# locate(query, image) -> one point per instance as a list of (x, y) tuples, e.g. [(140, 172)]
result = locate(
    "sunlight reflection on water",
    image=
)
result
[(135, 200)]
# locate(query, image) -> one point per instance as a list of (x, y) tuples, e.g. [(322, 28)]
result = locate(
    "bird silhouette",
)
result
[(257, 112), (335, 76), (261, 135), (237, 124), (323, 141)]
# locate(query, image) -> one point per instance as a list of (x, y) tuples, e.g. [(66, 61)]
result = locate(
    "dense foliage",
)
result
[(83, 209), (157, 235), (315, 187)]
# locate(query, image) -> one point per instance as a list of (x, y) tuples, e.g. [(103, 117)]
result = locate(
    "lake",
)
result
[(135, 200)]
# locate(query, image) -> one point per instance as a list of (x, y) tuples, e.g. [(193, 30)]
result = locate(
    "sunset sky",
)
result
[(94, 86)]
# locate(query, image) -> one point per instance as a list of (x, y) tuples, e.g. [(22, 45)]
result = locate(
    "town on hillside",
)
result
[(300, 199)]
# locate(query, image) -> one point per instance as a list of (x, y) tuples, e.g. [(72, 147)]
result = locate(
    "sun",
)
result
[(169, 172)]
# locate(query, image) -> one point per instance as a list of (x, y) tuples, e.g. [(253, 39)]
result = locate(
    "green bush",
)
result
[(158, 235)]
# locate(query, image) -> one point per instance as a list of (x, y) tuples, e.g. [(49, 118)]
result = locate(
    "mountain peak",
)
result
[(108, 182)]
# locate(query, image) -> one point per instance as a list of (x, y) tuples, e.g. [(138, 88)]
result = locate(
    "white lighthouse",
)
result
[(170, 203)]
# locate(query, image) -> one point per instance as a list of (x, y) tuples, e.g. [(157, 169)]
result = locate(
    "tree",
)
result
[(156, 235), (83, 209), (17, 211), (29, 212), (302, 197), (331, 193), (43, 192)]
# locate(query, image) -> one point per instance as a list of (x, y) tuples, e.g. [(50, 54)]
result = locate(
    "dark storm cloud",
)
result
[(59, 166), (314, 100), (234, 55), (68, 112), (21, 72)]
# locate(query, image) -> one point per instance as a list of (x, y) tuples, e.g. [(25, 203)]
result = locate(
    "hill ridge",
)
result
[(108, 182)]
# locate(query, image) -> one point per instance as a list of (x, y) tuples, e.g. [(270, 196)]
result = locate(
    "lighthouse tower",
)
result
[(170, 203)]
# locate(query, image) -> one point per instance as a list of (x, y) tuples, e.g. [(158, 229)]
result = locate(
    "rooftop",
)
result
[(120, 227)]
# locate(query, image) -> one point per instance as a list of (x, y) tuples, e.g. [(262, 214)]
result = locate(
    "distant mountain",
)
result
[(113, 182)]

#####

Reproduce every one of the entries above verbatim, line for line, with nothing added or left out.

• _Written response_:
# locate(query, image) -> one point per instance as a list of (x, y) tuples, e.g. [(140, 172)]
result = locate(
    "sunlight reflection on water",
    image=
)
result
[(135, 200)]
# locate(query, image) -> one point per instance as a list of (x, y) tuples, e.g. [(322, 28)]
result = locate(
    "bird silhouette",
)
result
[(257, 112), (335, 76), (261, 135), (237, 124), (323, 141)]
# locate(query, image) -> one point per instance as a list of (x, y) tuples, e.g. [(66, 61)]
result = locate(
    "dense foliage",
)
result
[(83, 209), (157, 235), (315, 187)]
# locate(query, image) -> one point per instance as a list of (x, y) tuples, e.g. [(103, 117)]
result = locate(
    "lake",
)
result
[(135, 200)]
# locate(query, image) -> one point per instance as a list of (x, y) tuples, e.g. [(193, 30)]
result = locate(
    "sunset sky",
)
result
[(94, 86)]
# locate(query, image) -> one point per instance as a list of (x, y) tuples, e.g. [(22, 45)]
result = locate(
    "town on hillside",
)
result
[(300, 199)]
# locate(query, image) -> one point per instance as a list of (x, y) tuples, e.g. [(72, 147)]
result = locate(
    "sun",
)
result
[(169, 172)]
# locate(query, image) -> one point per instance as a list of (x, y) tuples, e.g. [(253, 39)]
result = locate(
    "green bush",
)
result
[(158, 235)]
# locate(query, image) -> one point per instance as a list of (x, y) tuples, e.g. [(49, 118)]
result = locate(
    "mountain peak",
)
result
[(108, 182)]
# locate(query, image) -> one point per instance as a list of (x, y) tuples, e.g. [(138, 88)]
result = locate(
    "white lighthouse",
)
result
[(170, 203)]
# locate(query, image) -> one point per instance as a list of (x, y) tuples, e.g. [(157, 169)]
result = locate(
    "tree",
)
result
[(156, 235), (83, 209), (17, 211), (29, 212), (302, 197), (331, 193), (43, 192)]
# locate(query, image) -> one point per instance as a list of (x, y) tuples, e.g. [(50, 54)]
result = locate(
    "dark storm cloud",
)
result
[(59, 166), (314, 100), (234, 55), (68, 112), (21, 72)]
# locate(query, image) -> one point per instance as a list of (x, y) tuples, e.g. [(25, 203)]
result = locate(
    "hill ridge",
)
result
[(108, 182)]
# locate(query, image) -> one point per instance as a list of (x, y) tuples, e.g. [(270, 196)]
result = locate(
    "lighthouse tower",
)
result
[(170, 203)]
# locate(query, image) -> one point per instance as a list of (x, y) tuples, e.g. [(158, 229)]
result = locate(
    "rooftop",
)
result
[(120, 227)]
# locate(query, image) -> one point per instance as a list of (x, y) tuples, e.g. [(262, 214)]
result = locate(
    "distant mountain",
)
result
[(113, 182)]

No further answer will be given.